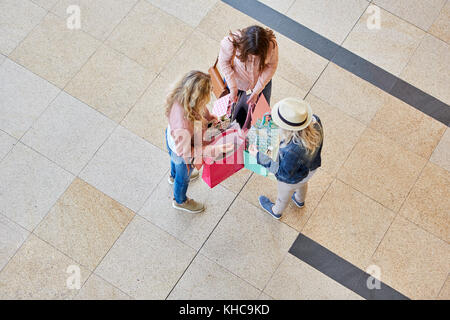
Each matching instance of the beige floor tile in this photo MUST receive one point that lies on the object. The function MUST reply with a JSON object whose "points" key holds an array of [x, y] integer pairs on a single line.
{"points": [[191, 12], [46, 4], [349, 93], [149, 36], [6, 144], [98, 18], [38, 271], [11, 238], [222, 19], [292, 215], [390, 47], [441, 27], [428, 68], [249, 243], [418, 12], [69, 133], [278, 5], [282, 88], [296, 280], [148, 117], [192, 229], [84, 224], [409, 127], [341, 133], [23, 97], [236, 182], [111, 83], [17, 19], [30, 186], [381, 169], [428, 204], [332, 19], [206, 280], [297, 64], [412, 260], [145, 262], [55, 52], [127, 168], [96, 288], [445, 291], [349, 224], [441, 155], [199, 52]]}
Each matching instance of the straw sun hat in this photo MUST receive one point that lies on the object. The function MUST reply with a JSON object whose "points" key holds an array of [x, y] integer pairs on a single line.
{"points": [[292, 114]]}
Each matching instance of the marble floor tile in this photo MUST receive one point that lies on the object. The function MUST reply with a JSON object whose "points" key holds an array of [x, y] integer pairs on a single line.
━━━
*Aim*. Reproduce all of the material above word for word, leaving out the pictures.

*Written solution*.
Each matching instance of the beige floor tile in this photo MUST receive one point that lies on the object. The function MUST reply with a JSON object whose "points" key holds an array of [x, y] integer pairs on a single line.
{"points": [[191, 12], [46, 4], [349, 93], [149, 36], [6, 144], [98, 18], [38, 271], [11, 238], [222, 19], [292, 215], [390, 47], [441, 27], [428, 68], [249, 243], [418, 12], [69, 133], [278, 5], [282, 88], [296, 280], [148, 117], [192, 229], [84, 224], [409, 127], [341, 133], [23, 97], [236, 182], [111, 83], [17, 19], [30, 186], [381, 169], [428, 204], [332, 19], [206, 280], [297, 64], [412, 260], [145, 262], [55, 52], [127, 168], [96, 288], [445, 291], [349, 224], [441, 155], [199, 52]]}
Each matching instance of the straw sun hat in this photo MUST receive one point that lies on the object. The function MUST reply with a JSON object whose "points" key holds an array of [x, y] integer pairs on a single line.
{"points": [[292, 114]]}
Each matching instance of the marble floor tile in this photo MUST receive one point that lies on the object. The function MUST reply with a JSON object whose "points" key holds an array of [x, y] integer pairs on a single line.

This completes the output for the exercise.